[DIRECTIONS FOR THIS TASK] Hand back all of the records exactly as they read.

[ENTRIES PROVIDED Boundary: Start]

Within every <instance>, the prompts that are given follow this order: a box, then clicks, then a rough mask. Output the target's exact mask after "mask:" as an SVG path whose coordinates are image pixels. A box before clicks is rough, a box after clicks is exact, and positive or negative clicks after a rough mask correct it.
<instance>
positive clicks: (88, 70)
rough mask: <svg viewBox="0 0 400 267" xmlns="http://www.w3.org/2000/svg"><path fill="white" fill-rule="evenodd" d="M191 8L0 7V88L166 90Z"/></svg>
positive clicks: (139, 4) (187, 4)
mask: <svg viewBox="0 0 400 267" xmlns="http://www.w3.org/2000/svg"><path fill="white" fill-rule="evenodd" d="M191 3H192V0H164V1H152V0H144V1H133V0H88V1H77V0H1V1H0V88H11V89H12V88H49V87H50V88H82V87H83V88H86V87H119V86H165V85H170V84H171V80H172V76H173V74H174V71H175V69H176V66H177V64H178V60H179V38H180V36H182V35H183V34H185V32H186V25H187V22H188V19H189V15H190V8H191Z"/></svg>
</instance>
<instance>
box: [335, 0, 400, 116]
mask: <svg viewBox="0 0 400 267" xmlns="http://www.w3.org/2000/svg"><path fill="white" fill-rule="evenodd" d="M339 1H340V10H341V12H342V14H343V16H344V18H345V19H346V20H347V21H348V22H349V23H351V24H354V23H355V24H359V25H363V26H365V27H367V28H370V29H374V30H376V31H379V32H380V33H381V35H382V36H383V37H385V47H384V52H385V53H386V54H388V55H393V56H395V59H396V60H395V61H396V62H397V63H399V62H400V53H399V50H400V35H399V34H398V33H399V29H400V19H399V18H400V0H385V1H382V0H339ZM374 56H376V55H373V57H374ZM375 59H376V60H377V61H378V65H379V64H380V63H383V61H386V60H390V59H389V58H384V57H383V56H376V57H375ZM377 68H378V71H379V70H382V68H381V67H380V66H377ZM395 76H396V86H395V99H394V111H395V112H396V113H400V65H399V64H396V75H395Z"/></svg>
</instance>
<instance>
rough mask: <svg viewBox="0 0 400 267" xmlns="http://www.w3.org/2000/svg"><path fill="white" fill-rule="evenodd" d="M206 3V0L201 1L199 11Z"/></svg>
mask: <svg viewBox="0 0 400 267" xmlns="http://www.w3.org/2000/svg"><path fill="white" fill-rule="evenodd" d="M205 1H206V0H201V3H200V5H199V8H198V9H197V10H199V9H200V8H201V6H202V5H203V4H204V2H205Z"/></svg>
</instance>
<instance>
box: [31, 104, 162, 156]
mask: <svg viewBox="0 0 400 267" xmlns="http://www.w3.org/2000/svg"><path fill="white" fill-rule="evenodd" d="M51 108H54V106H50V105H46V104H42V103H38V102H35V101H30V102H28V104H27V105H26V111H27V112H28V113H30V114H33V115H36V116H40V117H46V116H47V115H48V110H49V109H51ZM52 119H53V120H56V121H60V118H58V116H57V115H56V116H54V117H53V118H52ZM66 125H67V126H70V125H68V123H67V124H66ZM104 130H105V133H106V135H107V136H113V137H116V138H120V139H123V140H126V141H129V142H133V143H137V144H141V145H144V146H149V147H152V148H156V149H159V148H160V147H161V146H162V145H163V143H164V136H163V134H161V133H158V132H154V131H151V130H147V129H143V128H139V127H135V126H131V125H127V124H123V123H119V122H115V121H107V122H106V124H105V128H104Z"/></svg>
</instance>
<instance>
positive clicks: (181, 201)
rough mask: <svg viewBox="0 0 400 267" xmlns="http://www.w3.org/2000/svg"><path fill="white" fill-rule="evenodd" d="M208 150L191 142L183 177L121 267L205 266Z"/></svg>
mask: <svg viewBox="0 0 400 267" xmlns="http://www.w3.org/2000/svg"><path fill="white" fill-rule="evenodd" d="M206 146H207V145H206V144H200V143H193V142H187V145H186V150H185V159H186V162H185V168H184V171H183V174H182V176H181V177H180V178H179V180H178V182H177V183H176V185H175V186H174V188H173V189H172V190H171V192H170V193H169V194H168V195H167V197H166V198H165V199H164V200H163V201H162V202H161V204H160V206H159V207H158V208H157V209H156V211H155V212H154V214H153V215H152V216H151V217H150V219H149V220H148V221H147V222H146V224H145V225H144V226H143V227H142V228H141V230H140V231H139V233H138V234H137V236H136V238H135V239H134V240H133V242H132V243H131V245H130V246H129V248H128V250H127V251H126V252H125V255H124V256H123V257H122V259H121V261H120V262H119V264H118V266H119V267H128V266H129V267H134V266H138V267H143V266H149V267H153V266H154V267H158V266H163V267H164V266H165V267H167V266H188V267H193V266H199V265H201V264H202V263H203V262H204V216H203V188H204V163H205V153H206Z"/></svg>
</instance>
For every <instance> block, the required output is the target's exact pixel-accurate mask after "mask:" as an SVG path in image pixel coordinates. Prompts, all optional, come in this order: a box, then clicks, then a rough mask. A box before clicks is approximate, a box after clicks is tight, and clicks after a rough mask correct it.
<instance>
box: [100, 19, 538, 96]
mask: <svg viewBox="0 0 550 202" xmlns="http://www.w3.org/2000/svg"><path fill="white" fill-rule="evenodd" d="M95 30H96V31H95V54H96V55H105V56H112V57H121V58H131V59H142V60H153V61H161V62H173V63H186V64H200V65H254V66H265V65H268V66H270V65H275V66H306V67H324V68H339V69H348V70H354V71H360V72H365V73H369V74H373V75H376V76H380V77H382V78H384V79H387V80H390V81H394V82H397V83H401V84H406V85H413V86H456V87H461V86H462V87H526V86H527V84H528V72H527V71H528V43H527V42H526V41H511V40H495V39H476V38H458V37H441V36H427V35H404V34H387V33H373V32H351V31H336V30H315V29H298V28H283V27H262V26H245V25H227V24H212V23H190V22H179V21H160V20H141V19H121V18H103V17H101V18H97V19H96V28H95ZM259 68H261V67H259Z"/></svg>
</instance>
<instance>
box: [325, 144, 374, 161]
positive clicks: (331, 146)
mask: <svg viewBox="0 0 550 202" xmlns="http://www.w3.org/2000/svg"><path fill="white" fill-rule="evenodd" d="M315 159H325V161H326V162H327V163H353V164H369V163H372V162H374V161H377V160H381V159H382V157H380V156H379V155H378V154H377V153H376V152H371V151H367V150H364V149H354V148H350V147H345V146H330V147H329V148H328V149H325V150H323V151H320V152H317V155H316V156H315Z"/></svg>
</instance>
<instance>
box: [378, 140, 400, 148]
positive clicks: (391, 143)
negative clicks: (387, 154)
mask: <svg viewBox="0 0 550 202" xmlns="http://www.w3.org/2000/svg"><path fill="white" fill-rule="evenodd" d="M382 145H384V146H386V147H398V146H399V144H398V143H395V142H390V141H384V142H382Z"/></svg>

[ENTRIES PROVIDED Boundary: End]

[RESULT]
Within every <instance>, the prompts that are given follow this order: a box, then clicks, then a rough mask. Output the target's exact mask after "mask:" as an SVG path whose coordinates are image pixels. A box before clicks is rough, a box after clicks is exact, and positive or negative clicks after a rough mask correct it.
<instance>
positive clicks: (88, 70)
rough mask: <svg viewBox="0 0 400 267" xmlns="http://www.w3.org/2000/svg"><path fill="white" fill-rule="evenodd" d="M191 8L0 7V88L166 90Z"/></svg>
positive clicks: (139, 4) (187, 4)
mask: <svg viewBox="0 0 400 267" xmlns="http://www.w3.org/2000/svg"><path fill="white" fill-rule="evenodd" d="M191 3H192V0H164V1H152V0H144V1H133V0H88V1H77V0H1V1H0V88H11V89H12V88H49V87H50V88H82V87H83V88H86V87H119V86H165V85H170V84H171V80H172V76H173V74H174V71H175V69H176V66H177V64H178V60H179V38H180V36H182V35H183V34H185V32H186V25H187V22H188V19H189V15H190V8H191Z"/></svg>
</instance>
<instance>
box: [335, 0, 400, 116]
mask: <svg viewBox="0 0 400 267" xmlns="http://www.w3.org/2000/svg"><path fill="white" fill-rule="evenodd" d="M339 1H340V10H341V12H342V14H343V16H344V18H345V19H346V20H347V21H348V22H349V23H351V24H354V23H355V24H359V25H363V26H365V27H367V28H370V29H374V30H376V31H379V32H380V33H381V35H382V36H383V37H385V47H384V52H385V53H386V54H388V55H393V56H395V59H396V60H395V61H396V62H397V63H399V62H400V53H399V50H400V35H399V34H398V33H399V29H400V19H399V18H400V0H385V1H382V0H339ZM374 56H376V55H373V57H374ZM375 59H376V60H377V61H378V65H379V64H380V63H383V61H386V60H390V59H389V58H384V57H383V56H376V57H375ZM377 68H378V71H379V70H382V68H381V67H380V66H377ZM395 76H396V86H395V99H394V111H395V112H396V113H400V65H399V64H396V75H395Z"/></svg>
</instance>
<instance>
rough mask: <svg viewBox="0 0 400 267" xmlns="http://www.w3.org/2000/svg"><path fill="white" fill-rule="evenodd" d="M206 3V0L201 1L199 11Z"/></svg>
mask: <svg viewBox="0 0 400 267" xmlns="http://www.w3.org/2000/svg"><path fill="white" fill-rule="evenodd" d="M205 1H206V0H201V3H200V5H199V8H198V9H197V10H199V9H200V8H201V6H202V5H203V4H204V2H205Z"/></svg>
</instance>
<instance>
box: [31, 104, 162, 156]
mask: <svg viewBox="0 0 400 267" xmlns="http://www.w3.org/2000/svg"><path fill="white" fill-rule="evenodd" d="M51 108H54V106H50V105H46V104H42V103H38V102H35V101H30V102H28V104H27V105H26V111H27V112H28V113H30V114H33V115H36V116H40V117H46V116H47V115H48V110H49V109H51ZM52 119H53V120H56V121H60V118H58V116H57V115H56V116H54V117H53V118H52ZM66 125H67V126H70V125H68V123H67V124H66ZM104 130H105V133H106V135H107V136H113V137H116V138H120V139H123V140H126V141H129V142H133V143H137V144H141V145H144V146H149V147H152V148H156V149H159V148H160V147H161V146H162V145H163V143H164V136H163V134H161V133H158V132H154V131H151V130H147V129H143V128H139V127H135V126H131V125H127V124H123V123H119V122H115V121H107V122H106V124H105V128H104Z"/></svg>
</instance>
<instance>
positive clicks: (181, 201)
rough mask: <svg viewBox="0 0 400 267" xmlns="http://www.w3.org/2000/svg"><path fill="white" fill-rule="evenodd" d="M208 150L191 142L183 177L121 267L205 266Z"/></svg>
mask: <svg viewBox="0 0 400 267" xmlns="http://www.w3.org/2000/svg"><path fill="white" fill-rule="evenodd" d="M206 146H207V145H206V144H200V143H193V142H187V145H186V150H185V159H186V162H185V168H184V171H183V174H182V176H181V177H180V178H179V180H178V182H177V183H176V185H175V186H174V188H173V189H172V190H171V192H170V193H169V194H168V195H167V197H166V198H165V199H164V200H163V201H162V202H161V204H160V206H159V207H158V208H157V209H156V211H155V212H154V214H153V215H152V216H151V217H150V219H149V220H148V221H147V222H146V224H145V225H144V226H143V227H142V228H141V230H140V231H139V233H138V234H137V236H136V238H135V239H134V240H133V242H132V243H131V245H130V246H129V248H128V250H127V251H126V252H125V255H124V256H123V257H122V259H121V261H120V262H119V264H118V266H119V267H128V266H129V267H134V266H138V267H143V266H149V267H153V266H154V267H158V266H163V267H164V266H165V267H167V266H188V267H193V266H199V265H201V264H202V263H203V262H204V216H203V188H204V163H205V153H206Z"/></svg>
</instance>
For every <instance> block, the required output is the target's exact pixel-accurate mask after "mask:" as an SVG path in image pixel coordinates. Prompts, all optional, come in this order: a box, then clicks, then a rough mask. A box before clicks is approximate, a box after clicks is tight, and clicks after a rough mask correct it.
<instance>
box: [100, 19, 538, 96]
mask: <svg viewBox="0 0 550 202" xmlns="http://www.w3.org/2000/svg"><path fill="white" fill-rule="evenodd" d="M95 30H96V31H95V54H96V55H105V56H112V57H121V58H131V59H142V60H153V61H161V62H173V63H186V64H200V65H254V66H265V65H268V66H270V65H275V66H306V67H324V68H339V69H348V70H354V71H360V72H365V73H369V74H373V75H376V76H380V77H382V78H384V79H387V80H390V81H394V82H397V83H401V84H406V85H413V86H456V87H461V86H462V87H526V86H527V84H528V72H527V71H528V43H527V42H526V41H511V40H495V39H476V38H458V37H441V36H427V35H404V34H387V33H373V32H351V31H336V30H315V29H298V28H283V27H262V26H245V25H227V24H212V23H190V22H179V21H160V20H141V19H121V18H103V17H101V18H97V19H96V28H95ZM259 68H261V67H259Z"/></svg>
</instance>
<instance>
box: [325, 144, 374, 161]
positive clicks: (331, 146)
mask: <svg viewBox="0 0 550 202" xmlns="http://www.w3.org/2000/svg"><path fill="white" fill-rule="evenodd" d="M315 159H325V161H326V162H327V163H353V164H369V163H372V162H374V161H377V160H381V159H382V157H380V156H379V155H378V154H377V153H376V152H371V151H367V150H364V149H354V148H350V147H345V146H330V147H329V148H328V149H325V150H323V151H320V152H317V155H316V156H315Z"/></svg>
</instance>
<instance>
box: [378, 140, 400, 148]
positive clicks: (391, 143)
negative clicks: (387, 154)
mask: <svg viewBox="0 0 550 202" xmlns="http://www.w3.org/2000/svg"><path fill="white" fill-rule="evenodd" d="M382 145H384V146H386V147H398V146H399V144H398V143H395V142H390V141H384V142H382Z"/></svg>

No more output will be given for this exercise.